From the first line to the last, print the data exactly as written.

LISTED RECORDS Block Start

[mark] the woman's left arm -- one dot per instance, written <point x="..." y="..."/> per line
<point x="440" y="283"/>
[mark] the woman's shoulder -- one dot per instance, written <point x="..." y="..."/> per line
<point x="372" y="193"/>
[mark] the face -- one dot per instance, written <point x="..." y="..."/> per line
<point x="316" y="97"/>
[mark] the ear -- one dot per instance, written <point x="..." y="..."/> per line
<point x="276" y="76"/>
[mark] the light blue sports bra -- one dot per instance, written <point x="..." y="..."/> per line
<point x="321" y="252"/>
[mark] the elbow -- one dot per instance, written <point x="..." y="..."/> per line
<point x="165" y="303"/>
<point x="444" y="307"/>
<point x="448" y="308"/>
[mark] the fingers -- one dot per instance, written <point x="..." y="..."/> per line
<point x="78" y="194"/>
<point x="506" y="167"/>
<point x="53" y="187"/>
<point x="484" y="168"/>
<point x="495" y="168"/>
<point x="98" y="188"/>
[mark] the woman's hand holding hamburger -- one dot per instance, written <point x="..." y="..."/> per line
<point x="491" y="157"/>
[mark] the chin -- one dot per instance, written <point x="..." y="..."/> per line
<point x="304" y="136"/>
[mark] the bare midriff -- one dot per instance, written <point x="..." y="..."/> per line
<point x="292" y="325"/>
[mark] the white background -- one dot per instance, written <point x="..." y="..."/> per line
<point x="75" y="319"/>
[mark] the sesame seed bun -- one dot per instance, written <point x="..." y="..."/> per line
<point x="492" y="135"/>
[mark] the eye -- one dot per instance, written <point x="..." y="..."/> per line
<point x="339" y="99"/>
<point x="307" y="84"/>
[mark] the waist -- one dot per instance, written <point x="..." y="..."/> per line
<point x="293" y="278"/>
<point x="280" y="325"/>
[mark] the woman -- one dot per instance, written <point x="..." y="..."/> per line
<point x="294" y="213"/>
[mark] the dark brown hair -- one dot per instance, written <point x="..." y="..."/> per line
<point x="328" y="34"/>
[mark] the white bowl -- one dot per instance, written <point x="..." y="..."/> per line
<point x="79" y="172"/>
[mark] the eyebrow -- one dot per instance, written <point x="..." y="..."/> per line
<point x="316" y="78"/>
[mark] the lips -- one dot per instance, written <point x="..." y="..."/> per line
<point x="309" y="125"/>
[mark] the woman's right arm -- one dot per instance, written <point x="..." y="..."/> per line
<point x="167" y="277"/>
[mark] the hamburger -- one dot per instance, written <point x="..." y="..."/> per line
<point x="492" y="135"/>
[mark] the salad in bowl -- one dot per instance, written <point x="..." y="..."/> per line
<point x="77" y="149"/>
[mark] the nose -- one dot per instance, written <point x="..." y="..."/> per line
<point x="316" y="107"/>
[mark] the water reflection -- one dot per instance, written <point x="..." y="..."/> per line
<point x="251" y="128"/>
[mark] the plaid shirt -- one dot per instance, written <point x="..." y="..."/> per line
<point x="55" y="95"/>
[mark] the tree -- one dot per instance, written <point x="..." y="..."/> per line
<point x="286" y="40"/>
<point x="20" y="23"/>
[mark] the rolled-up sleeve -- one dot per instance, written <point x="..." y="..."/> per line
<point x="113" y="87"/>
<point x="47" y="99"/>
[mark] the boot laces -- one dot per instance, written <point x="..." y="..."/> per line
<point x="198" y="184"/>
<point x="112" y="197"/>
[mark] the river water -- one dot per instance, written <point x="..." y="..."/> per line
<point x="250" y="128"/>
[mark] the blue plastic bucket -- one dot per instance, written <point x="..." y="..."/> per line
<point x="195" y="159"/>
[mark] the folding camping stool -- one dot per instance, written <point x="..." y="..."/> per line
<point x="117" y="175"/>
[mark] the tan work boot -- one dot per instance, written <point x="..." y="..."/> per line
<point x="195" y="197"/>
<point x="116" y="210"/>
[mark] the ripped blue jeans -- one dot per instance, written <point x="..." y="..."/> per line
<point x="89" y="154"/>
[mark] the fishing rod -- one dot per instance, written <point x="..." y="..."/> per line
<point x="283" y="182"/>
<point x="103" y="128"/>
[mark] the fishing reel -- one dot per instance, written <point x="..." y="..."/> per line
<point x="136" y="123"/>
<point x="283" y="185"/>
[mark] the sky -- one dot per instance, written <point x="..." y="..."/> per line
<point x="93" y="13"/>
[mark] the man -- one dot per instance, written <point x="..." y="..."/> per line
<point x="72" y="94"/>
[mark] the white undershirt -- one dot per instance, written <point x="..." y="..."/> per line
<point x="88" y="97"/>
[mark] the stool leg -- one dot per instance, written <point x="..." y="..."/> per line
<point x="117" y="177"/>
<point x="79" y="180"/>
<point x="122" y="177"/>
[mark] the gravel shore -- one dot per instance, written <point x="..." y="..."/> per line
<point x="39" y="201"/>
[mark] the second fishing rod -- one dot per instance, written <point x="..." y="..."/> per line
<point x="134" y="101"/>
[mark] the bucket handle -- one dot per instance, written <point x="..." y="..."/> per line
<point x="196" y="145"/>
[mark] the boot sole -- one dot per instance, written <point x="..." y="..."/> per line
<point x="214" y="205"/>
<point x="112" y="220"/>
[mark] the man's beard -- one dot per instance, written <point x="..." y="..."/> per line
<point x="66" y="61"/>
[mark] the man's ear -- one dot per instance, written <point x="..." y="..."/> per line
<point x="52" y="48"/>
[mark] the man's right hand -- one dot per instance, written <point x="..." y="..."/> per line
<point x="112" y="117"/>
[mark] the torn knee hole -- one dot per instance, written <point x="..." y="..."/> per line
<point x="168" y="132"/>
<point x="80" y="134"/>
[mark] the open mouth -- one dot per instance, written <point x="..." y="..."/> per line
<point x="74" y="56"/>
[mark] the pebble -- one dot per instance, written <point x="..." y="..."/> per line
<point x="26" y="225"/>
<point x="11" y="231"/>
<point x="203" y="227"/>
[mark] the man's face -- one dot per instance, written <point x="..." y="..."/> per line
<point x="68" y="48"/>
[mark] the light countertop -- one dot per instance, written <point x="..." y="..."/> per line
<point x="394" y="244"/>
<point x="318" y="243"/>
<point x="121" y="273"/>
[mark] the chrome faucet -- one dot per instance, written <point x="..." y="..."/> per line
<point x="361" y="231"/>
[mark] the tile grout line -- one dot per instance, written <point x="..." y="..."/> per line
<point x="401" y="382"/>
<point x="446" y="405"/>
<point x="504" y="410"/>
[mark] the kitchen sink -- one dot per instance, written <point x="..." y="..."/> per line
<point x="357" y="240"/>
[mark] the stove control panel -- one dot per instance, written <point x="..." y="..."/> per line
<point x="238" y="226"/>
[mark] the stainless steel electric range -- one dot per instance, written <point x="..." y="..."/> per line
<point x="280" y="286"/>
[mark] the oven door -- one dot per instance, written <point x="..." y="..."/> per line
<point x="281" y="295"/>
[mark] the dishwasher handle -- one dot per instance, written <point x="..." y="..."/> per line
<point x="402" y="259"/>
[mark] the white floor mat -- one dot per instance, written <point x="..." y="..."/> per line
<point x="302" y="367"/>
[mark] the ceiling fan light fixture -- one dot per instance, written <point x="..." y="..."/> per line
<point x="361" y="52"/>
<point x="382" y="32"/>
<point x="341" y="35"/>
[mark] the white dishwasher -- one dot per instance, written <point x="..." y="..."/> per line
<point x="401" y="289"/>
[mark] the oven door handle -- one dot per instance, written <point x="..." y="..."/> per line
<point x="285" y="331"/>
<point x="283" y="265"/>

LISTED RECORDS Block End

■ RESPONSE BELOW:
[mark] the woman's left arm -- one dot per instance, written <point x="..." y="..."/> per line
<point x="440" y="283"/>
[mark] the woman's shoulder -- one dot per instance, written <point x="..." y="..."/> per line
<point x="372" y="193"/>
[mark] the face -- one dot per instance, written <point x="..." y="..."/> per line
<point x="316" y="97"/>
[mark] the ear -- one dot per instance, written <point x="..." y="..."/> per line
<point x="276" y="76"/>
[mark] the light blue sports bra -- one dot per instance, written <point x="..." y="..."/> per line
<point x="321" y="252"/>
[mark] the elbow -- one dot per instance, written <point x="..." y="..."/> per line
<point x="165" y="303"/>
<point x="444" y="307"/>
<point x="448" y="308"/>
[mark] the fingers -- one dot per instance, written <point x="..." y="..."/> per line
<point x="78" y="194"/>
<point x="506" y="167"/>
<point x="53" y="187"/>
<point x="484" y="168"/>
<point x="495" y="168"/>
<point x="98" y="188"/>
[mark] the woman's hand holding hamburger -- one dot per instance, written <point x="..." y="..."/> per line
<point x="491" y="157"/>
[mark] the chin -- one dot per instance, written <point x="..." y="..."/> per line
<point x="304" y="136"/>
[mark] the bare midriff -- one dot per instance, written <point x="..." y="..."/> per line
<point x="292" y="325"/>
[mark] the white background -- one dot per instance, written <point x="..." y="..."/> per line
<point x="75" y="319"/>
[mark] the sesame seed bun -- one dot per instance, written <point x="..." y="..."/> per line
<point x="492" y="135"/>
[mark] the eye -- one dot per instance, written <point x="..." y="..."/> per line
<point x="339" y="99"/>
<point x="307" y="84"/>
[mark] the waist -- one dot per instance, written <point x="..." y="..."/> per line
<point x="293" y="278"/>
<point x="280" y="325"/>
[mark] the woman -- one dot per instance, written <point x="..." y="..."/> per line
<point x="294" y="213"/>
[mark] the dark brown hair -- one dot per instance, written <point x="..." y="..."/> per line
<point x="328" y="34"/>
[mark] the white bowl -- one dot per instance, written <point x="..." y="..."/> per line
<point x="79" y="172"/>
[mark] the eyebrow -- one dot per instance, written <point x="..." y="..."/> per line
<point x="316" y="78"/>
[mark] the lips -- one dot per instance, written <point x="..." y="..."/> per line
<point x="309" y="125"/>
[mark] the woman's right arm -- one dot per instance, written <point x="..." y="..."/> per line
<point x="167" y="277"/>
[mark] the hamburger -- one dot per instance, written <point x="..." y="..."/> per line
<point x="492" y="135"/>
[mark] the salad in bowl -- one dot per instance, written <point x="..." y="..."/> per line
<point x="77" y="149"/>
[mark] the nose -- one dot per instance, written <point x="..." y="..."/> per line
<point x="316" y="107"/>
[mark] the water reflection -- one dot per instance, written <point x="..." y="..."/> per line
<point x="251" y="128"/>
[mark] the plaid shirt -- one dot per instance, written <point x="..." y="..."/> per line
<point x="55" y="95"/>
[mark] the tree -- one dot per instance, written <point x="..." y="..."/> per line
<point x="286" y="40"/>
<point x="20" y="23"/>
[mark] the rolled-up sleeve -- one dot per instance, written <point x="..." y="..."/> per line
<point x="113" y="87"/>
<point x="47" y="99"/>
[mark] the boot laces -- one dot per instance, written <point x="..." y="..."/> per line
<point x="198" y="184"/>
<point x="112" y="197"/>
[mark] the river water -- one dot per instance, written <point x="..." y="..."/> per line
<point x="250" y="128"/>
[mark] the blue plastic bucket -- one dot per instance, written <point x="..." y="..."/> per line
<point x="195" y="159"/>
[mark] the folding camping stool -- one dot per instance, written <point x="..." y="..."/> per line
<point x="117" y="175"/>
[mark] the tan work boot -- one dot per instance, written <point x="..." y="..."/> per line
<point x="195" y="197"/>
<point x="116" y="210"/>
[mark] the ripped blue jeans -- one dot per instance, written <point x="..." y="..."/> per line
<point x="89" y="154"/>
[mark] the fishing rod -- one dot per instance, written <point x="..." y="..."/> per line
<point x="283" y="182"/>
<point x="103" y="128"/>
[mark] the fishing reel -- one dot per instance, written <point x="..." y="..."/> per line
<point x="136" y="123"/>
<point x="283" y="185"/>
[mark] the sky -- one dot per instance, written <point x="..." y="..."/> per line
<point x="93" y="13"/>
[mark] the man -- one dot per instance, written <point x="..." y="..."/> per line
<point x="72" y="94"/>
[mark] the white undershirt -- one dot per instance, written <point x="..." y="..."/> per line
<point x="88" y="97"/>
[mark] the stool leg -- one dot per instance, written <point x="..." y="..."/> per line
<point x="117" y="177"/>
<point x="79" y="180"/>
<point x="122" y="177"/>
[mark] the gravel shore -- one dot per instance, written <point x="..." y="..."/> per line
<point x="39" y="201"/>
[mark] the second fishing rod -- one dot per instance, written <point x="..." y="..."/> per line
<point x="134" y="101"/>
[mark] the bucket handle -- one dot per instance, written <point x="..." y="..."/> per line
<point x="196" y="145"/>
[mark] the boot sole -- one dot per instance, written <point x="..." y="..."/> per line
<point x="214" y="205"/>
<point x="112" y="220"/>
[mark] the man's beard -- one dot per instance, written <point x="..." y="..."/> per line
<point x="66" y="61"/>
[mark] the man's ear -- one dot per instance, written <point x="..." y="..."/> per line
<point x="52" y="48"/>
[mark] the man's right hand -- one dot per instance, written <point x="..." y="..."/> per line
<point x="112" y="117"/>
[mark] the torn knee hole -- one dot per instance, written <point x="..." y="..."/> per line
<point x="168" y="132"/>
<point x="80" y="134"/>
[mark] the open mouth -- one dot per instance, written <point x="..." y="..."/> per line
<point x="74" y="56"/>
[mark] the pebble -- one dot per instance, written <point x="..." y="..."/> per line
<point x="26" y="225"/>
<point x="11" y="231"/>
<point x="203" y="227"/>
[mark] the man's face -- one dot per instance, written <point x="..." y="..."/> per line
<point x="68" y="48"/>
[mark] the light countertop -- one dot per instance, written <point x="..." y="..."/> per line
<point x="394" y="244"/>
<point x="318" y="243"/>
<point x="121" y="273"/>
[mark] the chrome faucet -- one dot per instance, written <point x="..." y="..."/> per line
<point x="361" y="231"/>
[mark] the tile grout line -- one dot per instance, written <point x="..." y="..."/> per line
<point x="401" y="382"/>
<point x="446" y="405"/>
<point x="504" y="410"/>
[mark] the kitchen sink -- one dot per instance, written <point x="..." y="..."/> per line
<point x="357" y="240"/>
[mark] the stove control panel -- one dot per instance, written <point x="..." y="..."/> per line
<point x="238" y="226"/>
[mark] the stainless steel electric range -- one dot per instance, written <point x="..." y="..."/> per line
<point x="280" y="286"/>
[mark] the oven door -- one dot per instance, written <point x="..." y="..."/> per line
<point x="281" y="295"/>
[mark] the dishwasher handle -- one dot per instance, written <point x="..." y="..."/> per line
<point x="402" y="259"/>
[mark] the white floor mat -- one dot per instance, written <point x="..." y="..."/> per line
<point x="302" y="367"/>
[mark] the ceiling fan light fixture -- one dot per instance, written <point x="..." y="..."/> per line
<point x="361" y="52"/>
<point x="382" y="32"/>
<point x="341" y="35"/>
[mark] the white dishwasher -- one dot per instance, written <point x="..." y="..."/> per line
<point x="401" y="289"/>
[mark] the oven door handle -- one dot per instance, written <point x="..." y="..."/> per line
<point x="285" y="331"/>
<point x="283" y="265"/>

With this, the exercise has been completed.